WHAT YOU ARE ASKED TO DO: Check every line of the entries for the string "each" and return the ones that contain it.

Data items:
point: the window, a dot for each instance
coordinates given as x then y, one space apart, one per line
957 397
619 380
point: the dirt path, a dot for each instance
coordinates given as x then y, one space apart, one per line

SOLUTION TO THIS TASK:
point: the window, a dot for each instance
point: the dirt path, a dot for each instance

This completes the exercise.